## Exercise requirements
Only one stretch of the data below is wanted: the lines starting at the one with "box: [358, 58, 448, 231]" and ending at the one with "117L352 160L396 227L446", both included, given again exactly.

** Opening Study material block **

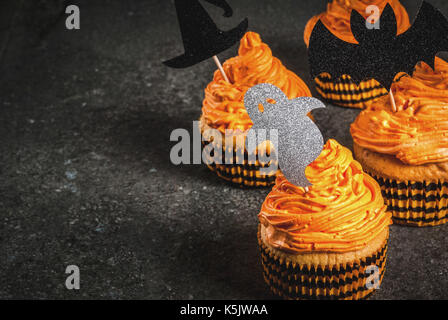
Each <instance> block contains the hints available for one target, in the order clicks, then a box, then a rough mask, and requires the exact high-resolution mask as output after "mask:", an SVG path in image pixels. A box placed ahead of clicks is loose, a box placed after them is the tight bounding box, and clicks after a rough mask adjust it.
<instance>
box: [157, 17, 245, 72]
mask: <svg viewBox="0 0 448 320" xmlns="http://www.w3.org/2000/svg"><path fill="white" fill-rule="evenodd" d="M248 27H249V21H248V20H247V18H246V19H244V20H243V21H242V22H241V23H240V24H239V25H238V26H237V27H236V28H234V29H232V30H229V31H221V32H220V33H219V34H218V35H216V36H214V38H210V39H208V40H207V46H201V47H202V48H201V50H195V49H194V48H190V49H191V50H188V51H185V53H184V54H183V55H180V56H178V57H175V58H173V59H170V60H167V61H164V62H163V63H164V64H165V65H166V66H168V67H170V68H177V69H181V68H188V67H191V66H193V65H195V64H198V63H199V62H202V61H204V60H207V59H210V58H212V57H213V56H215V55H217V54H220V53H221V52H223V51H225V50H227V49H229V48H230V47H232V46H233V45H234V44H235V43H237V42H239V41H240V40H241V38H242V37H243V36H244V34H245V33H246V31H247V29H248Z"/></svg>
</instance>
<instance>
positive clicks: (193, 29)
mask: <svg viewBox="0 0 448 320" xmlns="http://www.w3.org/2000/svg"><path fill="white" fill-rule="evenodd" d="M205 1H207V2H209V3H211V4H213V5H215V6H218V7H220V8H222V9H223V10H224V16H225V17H231V16H232V15H233V10H232V8H231V7H230V6H229V4H228V3H227V1H225V0H205ZM175 5H176V11H177V17H178V19H179V25H180V31H181V33H182V40H183V43H184V48H185V53H184V54H183V55H181V56H178V57H176V58H173V59H171V60H168V61H165V62H164V64H165V65H167V66H168V67H171V68H187V67H190V66H193V65H195V64H197V63H199V62H201V61H204V60H207V59H209V58H211V57H213V56H215V55H217V54H219V53H221V52H223V51H225V50H227V49H229V48H230V47H231V46H233V45H234V44H235V43H236V42H238V41H240V40H241V38H242V37H243V35H244V33H245V32H246V30H247V28H248V20H247V18H246V19H244V20H243V21H242V22H241V23H240V24H239V25H238V26H237V27H236V28H234V29H232V30H229V31H222V30H220V29H218V27H217V26H216V24H215V23H214V22H213V20H212V19H211V18H210V16H209V15H208V13H207V11H205V9H204V7H203V6H202V5H201V4H200V3H199V0H175Z"/></svg>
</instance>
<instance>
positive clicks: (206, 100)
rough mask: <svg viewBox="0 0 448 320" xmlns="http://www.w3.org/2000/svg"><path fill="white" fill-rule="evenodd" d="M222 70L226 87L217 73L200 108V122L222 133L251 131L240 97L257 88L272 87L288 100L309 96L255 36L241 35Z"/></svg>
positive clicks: (216, 73) (221, 79)
mask: <svg viewBox="0 0 448 320" xmlns="http://www.w3.org/2000/svg"><path fill="white" fill-rule="evenodd" d="M223 68H224V71H225V72H226V74H227V76H228V77H229V80H230V83H228V82H226V81H224V80H223V78H222V75H221V73H220V72H219V71H218V70H217V71H216V72H215V74H214V78H213V81H212V82H210V83H209V85H208V86H207V88H206V89H205V99H204V101H203V106H202V119H203V120H204V121H205V123H206V124H207V125H209V126H210V127H212V128H214V129H218V130H219V131H221V132H222V133H225V130H226V129H232V130H241V131H245V130H247V129H249V128H250V127H252V121H251V120H250V118H249V115H248V114H247V112H246V108H245V107H244V95H245V93H246V91H247V90H249V89H250V88H251V87H253V86H255V85H257V84H260V83H270V84H273V85H275V86H277V87H279V88H280V89H281V90H282V91H283V92H284V93H285V94H286V95H287V96H288V97H289V98H290V99H293V98H297V97H302V96H311V92H310V90H309V89H308V87H307V86H306V84H305V83H304V82H303V81H302V80H301V79H300V78H299V77H298V76H297V75H296V74H294V73H293V72H291V71H290V70H288V69H287V68H286V67H285V66H284V65H283V64H282V63H281V61H280V60H279V59H277V58H275V57H274V56H273V55H272V52H271V49H270V48H269V46H268V45H267V44H265V43H263V42H262V40H261V38H260V36H259V35H258V34H257V33H255V32H247V33H246V34H245V35H244V37H243V38H242V39H241V43H240V49H239V55H238V56H236V57H234V58H231V59H229V60H227V61H226V62H224V64H223Z"/></svg>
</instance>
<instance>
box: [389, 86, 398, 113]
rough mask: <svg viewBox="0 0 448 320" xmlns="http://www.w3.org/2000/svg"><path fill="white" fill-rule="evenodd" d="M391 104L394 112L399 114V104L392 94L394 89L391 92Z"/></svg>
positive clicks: (389, 92)
mask: <svg viewBox="0 0 448 320" xmlns="http://www.w3.org/2000/svg"><path fill="white" fill-rule="evenodd" d="M389 97H390V103H391V106H392V111H393V112H397V104H396V103H395V98H394V94H393V92H392V88H391V89H390V90H389Z"/></svg>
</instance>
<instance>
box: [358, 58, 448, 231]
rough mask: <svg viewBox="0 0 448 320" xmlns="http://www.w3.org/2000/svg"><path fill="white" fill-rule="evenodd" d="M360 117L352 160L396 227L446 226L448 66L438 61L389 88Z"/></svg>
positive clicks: (447, 120) (358, 121)
mask: <svg viewBox="0 0 448 320" xmlns="http://www.w3.org/2000/svg"><path fill="white" fill-rule="evenodd" d="M392 91H393V92H394V96H395V102H396V106H397V111H396V112H394V111H392V108H391V101H390V99H389V98H388V97H384V98H381V99H380V100H378V101H376V102H375V103H373V104H372V106H371V107H370V108H369V109H367V110H364V111H362V112H361V113H360V114H359V116H358V117H357V119H356V120H355V122H354V123H353V124H352V125H351V128H350V131H351V134H352V137H353V141H354V152H355V157H356V159H357V160H358V161H359V162H360V163H361V164H362V166H363V168H364V169H365V170H366V172H368V173H369V174H371V175H372V176H373V177H375V178H376V180H377V181H378V183H379V184H380V186H381V190H382V192H383V197H384V198H385V200H386V203H387V205H388V209H389V211H391V212H392V215H393V220H394V222H395V223H397V224H406V225H412V226H418V227H423V226H436V225H440V224H444V223H446V222H447V220H448V64H447V63H446V62H445V61H443V60H442V59H438V58H437V59H436V63H435V71H433V70H432V69H431V68H430V67H429V66H428V65H426V64H425V63H421V64H420V65H419V66H417V68H416V70H415V72H414V74H413V76H412V77H409V76H406V77H402V78H401V79H400V81H399V82H398V83H395V84H394V85H393V86H392Z"/></svg>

** Closing Study material block **

## Task result
box: [358, 58, 448, 231]
rough mask: <svg viewBox="0 0 448 320" xmlns="http://www.w3.org/2000/svg"><path fill="white" fill-rule="evenodd" d="M360 117L352 160L396 227L446 226L448 66L438 61L389 88Z"/></svg>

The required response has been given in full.